___ Brano fornito ___

Ne sono nati violenti scontri in cui le forze dell’ordine hanno fatto un uso massiccio di gas lacrimogeni, lancio di sassi e manganellate contro gli organizzatori della manifestazione. Il bilancio è stato di circa 76 detenuti di cui alcuni minorenni, e quaranta feriti alcuni gravi.
E così mentre nel Cerro del Fortín tra lacrimogeni e pestaggi si recitava l’ultimo atto di quello che era uno spettacolo annunciato da tempo, nella Plaza della Danza, sotto una pioggia leggera, migliaia di persone assistevano agli spettacoli di ogni delegazione indigena con le offerte al pubblico della “Guelaguetza”: frutta, artigianato e prodotti tipici nella manifestazione più tipica della solidarietà tra persone, quella dell’offrire doni.
Il giorno dopo l’accaduto la APPO in una conferenza stampa ha denunciato che “gli scontri e l’organizzazione sono stati perfettamente programmati e ci sono stati militari vestiti da civili con abiti scuri che hanno iniziato l’aggressione, attaccando con gas, pietre e sparando”.
A gran voce ora vengono nuovamente richieste le dimissioni di Ulises Rúiz.
È trascorso un anno dallo sciopero dei quasi sessantamila maestri dello stato di Oaxaca, che il 24 maggio 2006, riuniti nello Zócalo cittadino chiedevano niente altro che uno stipendio adeguato al costo della vita e condizioni lavorative più degne.
La violenta repressione delle forze di polizia ordinata dal governatore Ulises Rúiz del 14 giugno 2006 e la mancata volontà del governo di giungere ad un accordo, hanno fatto sì che uno sciopero iniziato esclusivamente per rivendicazioni sindacali si trasformasse in una vera e propria mobilitazione popolare.
La società civile tutta, giovani, contadini, militanti della Otra campaña zapatista, associazioni di indigeni e privati cittadini, si riunì allora intorno ai maestri e in una comunione d’agire e di intenti e con una rapidità sorprendente dette vita alla APPO, (Asamblea Popular de los Pueblos de Oaxaca) risposta civile e organizzata alla repressione violenta contro una categoria da sempre considerata in Messico dalla popolazione con grande rispetto per il ruolo spesso preponderante nell’intermediazione culturale tra le comunità indigene e la nuova società.
Si chiesero a gran voce le dimissioni del governatore violento dello stato, Ulises Rúiz Ortz, ritenuto il principale responsabile della situazione. Dimissioni che non sarebbero mai arrivate..
Questi duri mesi sono costati ad Oaxaca una ventina di morti e centinaia tra feriti e detenuti, tra i quali Flavio Sosa Villavicencio, leader della Appo ancora in carcere, numerosi sono stati inoltre i casi registrati di gravi violazioni dei diritti umani, come la tortura e la violenza sessuale.
Intanto, è notizia recente, il giudice Juan N. Silva Meza della Corte Suprema di Giustizia Messicana proponendo formalmente alla corte l’avvio di indagini nello stato di Oaxaca per le numerose violazioni dei diritti umani, come da resoconto della Commissione Nazionale per i Diritti Umani nonché da numerosi osservatori internazionali, ha detto che “le autorità federali, statali e municipali hanno violato gravemente le garanzie individuali nello stato di Oaxaca nel periodo che va dal 2 giugno al 31 gennaio scorso”.

___ Righe archiviate ___

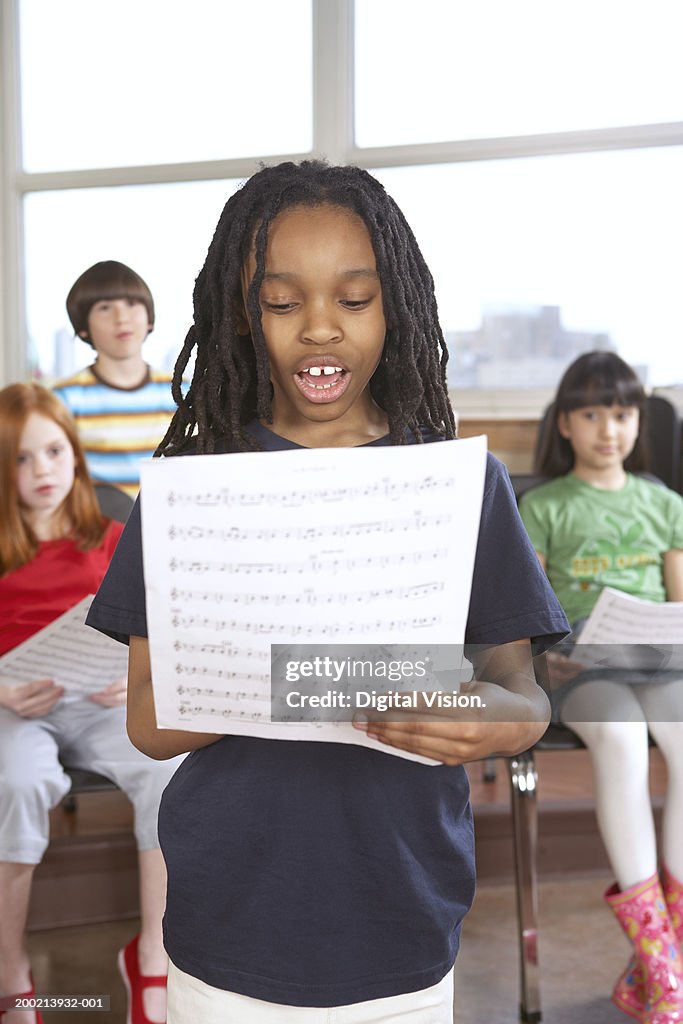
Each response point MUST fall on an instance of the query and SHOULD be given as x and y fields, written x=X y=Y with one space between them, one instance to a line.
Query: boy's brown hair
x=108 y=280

___
___ Righe archiviate ___

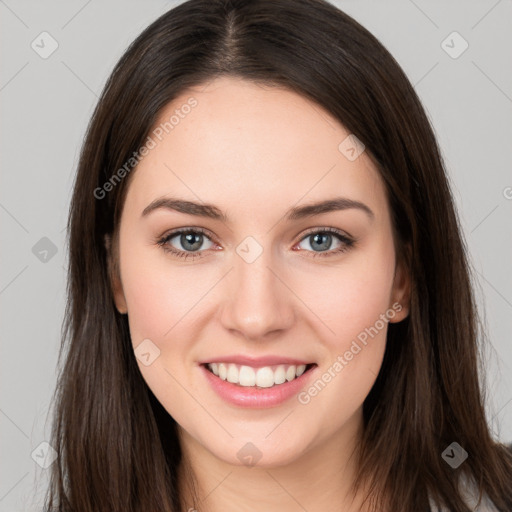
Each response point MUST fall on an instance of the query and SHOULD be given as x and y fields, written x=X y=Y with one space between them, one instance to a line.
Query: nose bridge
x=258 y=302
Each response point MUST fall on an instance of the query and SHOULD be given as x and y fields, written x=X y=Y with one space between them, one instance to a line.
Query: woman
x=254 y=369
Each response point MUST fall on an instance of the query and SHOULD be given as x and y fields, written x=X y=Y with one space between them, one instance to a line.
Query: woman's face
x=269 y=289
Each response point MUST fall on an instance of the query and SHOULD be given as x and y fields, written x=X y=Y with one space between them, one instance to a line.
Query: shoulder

___

> _Obiettivo del compito_
Riscrivi il brano sulle proteste a Oaxaca tra "Si chiesero a" e "sarebbero mai arrivate..", estremi compresi, sostituendo "responsabile" con "colpevole".

> _Esercizio svolto_
Si chiesero a gran voce le dimissioni del governatore violento dello stato, Ulises Rúiz Ortz, ritenuto il principale colpevole della situazione. Dimissioni che non sarebbero mai arrivate..